#### Data extracts ####

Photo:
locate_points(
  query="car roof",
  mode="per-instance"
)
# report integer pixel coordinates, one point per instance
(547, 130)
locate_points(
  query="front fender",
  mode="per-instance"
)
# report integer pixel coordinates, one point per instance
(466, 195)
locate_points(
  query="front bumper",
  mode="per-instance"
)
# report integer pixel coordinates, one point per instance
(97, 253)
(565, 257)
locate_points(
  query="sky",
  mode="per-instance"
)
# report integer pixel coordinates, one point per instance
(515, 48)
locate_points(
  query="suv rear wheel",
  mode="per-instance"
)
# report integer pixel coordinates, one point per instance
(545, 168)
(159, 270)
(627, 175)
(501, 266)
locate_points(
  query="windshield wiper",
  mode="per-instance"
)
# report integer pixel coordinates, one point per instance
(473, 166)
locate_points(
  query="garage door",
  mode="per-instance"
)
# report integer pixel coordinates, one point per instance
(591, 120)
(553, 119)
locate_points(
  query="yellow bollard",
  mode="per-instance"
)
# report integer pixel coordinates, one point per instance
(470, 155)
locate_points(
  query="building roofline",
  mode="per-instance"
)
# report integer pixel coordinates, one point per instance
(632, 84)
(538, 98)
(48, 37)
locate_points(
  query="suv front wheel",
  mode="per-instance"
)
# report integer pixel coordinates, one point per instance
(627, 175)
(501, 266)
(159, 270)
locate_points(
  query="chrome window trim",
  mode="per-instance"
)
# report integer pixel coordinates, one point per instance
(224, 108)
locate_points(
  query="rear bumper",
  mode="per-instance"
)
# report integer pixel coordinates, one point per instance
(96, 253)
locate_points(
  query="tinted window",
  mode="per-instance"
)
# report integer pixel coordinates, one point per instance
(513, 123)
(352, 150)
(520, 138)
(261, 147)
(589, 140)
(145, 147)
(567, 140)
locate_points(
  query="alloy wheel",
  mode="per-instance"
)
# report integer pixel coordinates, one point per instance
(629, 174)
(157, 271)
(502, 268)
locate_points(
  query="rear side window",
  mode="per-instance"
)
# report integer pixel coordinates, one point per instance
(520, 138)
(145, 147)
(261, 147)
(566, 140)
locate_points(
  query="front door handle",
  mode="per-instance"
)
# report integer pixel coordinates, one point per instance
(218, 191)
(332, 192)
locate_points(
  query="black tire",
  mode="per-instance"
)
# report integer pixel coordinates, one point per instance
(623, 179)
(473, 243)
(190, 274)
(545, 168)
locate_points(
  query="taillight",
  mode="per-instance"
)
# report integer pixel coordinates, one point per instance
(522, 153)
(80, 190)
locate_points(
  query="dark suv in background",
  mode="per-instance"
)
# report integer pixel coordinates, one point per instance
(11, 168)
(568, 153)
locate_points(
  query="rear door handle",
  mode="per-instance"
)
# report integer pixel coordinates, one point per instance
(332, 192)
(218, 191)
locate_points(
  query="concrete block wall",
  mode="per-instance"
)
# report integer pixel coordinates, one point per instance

####

* **Problem requirements**
Transcribe every record. Match each line exactly.

* **Solution**
Photo:
locate_points(
  query="car roof",
  mode="per-instance"
)
# report integer pixel coordinates, one point per instance
(547, 130)
locate_points(
  query="front fender",
  mode="per-instance"
)
# report integer pixel coordinates, one point per instance
(466, 195)
locate_points(
  query="front bumper",
  mode="per-instance"
)
# report integer pixel coordinates, one point per instance
(97, 253)
(565, 257)
locate_points(
  query="sky",
  mode="per-instance"
)
# report integer pixel coordinates, one point per instance
(515, 48)
locate_points(
  query="suv rear wheel",
  mode="per-instance"
)
# report integer pixel coordinates, one point per instance
(545, 168)
(159, 270)
(627, 175)
(501, 266)
locate_points(
  query="windshield wiper",
  mode="per-instance"
)
# report integer pixel coordinates, one point per instance
(473, 166)
locate_points(
  query="garage door",
  mode="per-instance"
)
# report integer pixel coordinates, one point per instance
(591, 120)
(553, 119)
locate_points(
  query="yellow bollard",
  mode="per-instance"
)
# report integer pixel coordinates, one point per instance
(470, 155)
locate_points(
  query="building roofline",
  mode="per-instance"
)
# report integer pixel coordinates, one point per instance
(632, 84)
(538, 98)
(48, 37)
locate_points(
  query="suv front wheel",
  mode="per-instance"
)
# report integer pixel coordinates, one point per instance
(627, 175)
(501, 266)
(159, 270)
locate_points(
  query="chrome window trim",
  mode="per-instance"
)
# report integer pixel coordinates, one point per instance
(224, 108)
locate_points(
  query="rear bumper",
  mode="per-instance"
)
# report integer pixel coordinates, one point per instance
(96, 253)
locate_points(
  query="tinted window",
  mode="per-instance"
)
# report integer pixel coordinates, one point per instance
(513, 123)
(352, 150)
(520, 138)
(261, 147)
(589, 140)
(145, 147)
(567, 140)
locate_points(
  query="alloy wheel",
  mode="per-instance"
)
# report integer pixel coordinates, one point per instance
(629, 174)
(157, 271)
(502, 268)
locate_points(
  query="rear side window",
  mode="per-instance"
)
# report integer pixel coordinates, one point per instance
(520, 138)
(145, 147)
(261, 147)
(566, 140)
locate_points(
  query="front door handle",
  mode="per-instance"
)
# report integer pixel coordinates, one point per instance
(218, 191)
(332, 192)
locate_points(
  query="black tire",
  mode="per-instance"
)
# report integer pixel coordinates, one point per instance
(623, 179)
(473, 243)
(190, 274)
(545, 168)
locate_points(
  query="taillight",
  mode="per-instance"
)
# report integer pixel coordinates, one point per instance
(522, 153)
(80, 190)
locate_points(
  query="dark suv in background",
  mode="per-instance"
)
# report integer pixel coordinates, one point per instance
(11, 168)
(568, 153)
locate_points(
  query="rear door handle",
  mode="per-instance"
)
# report integer pixel coordinates, one point per instance
(332, 192)
(218, 191)
locate_points(
  query="concrete block wall",
  mode="per-instance"
)
# report integer pixel coordinates, one point per instance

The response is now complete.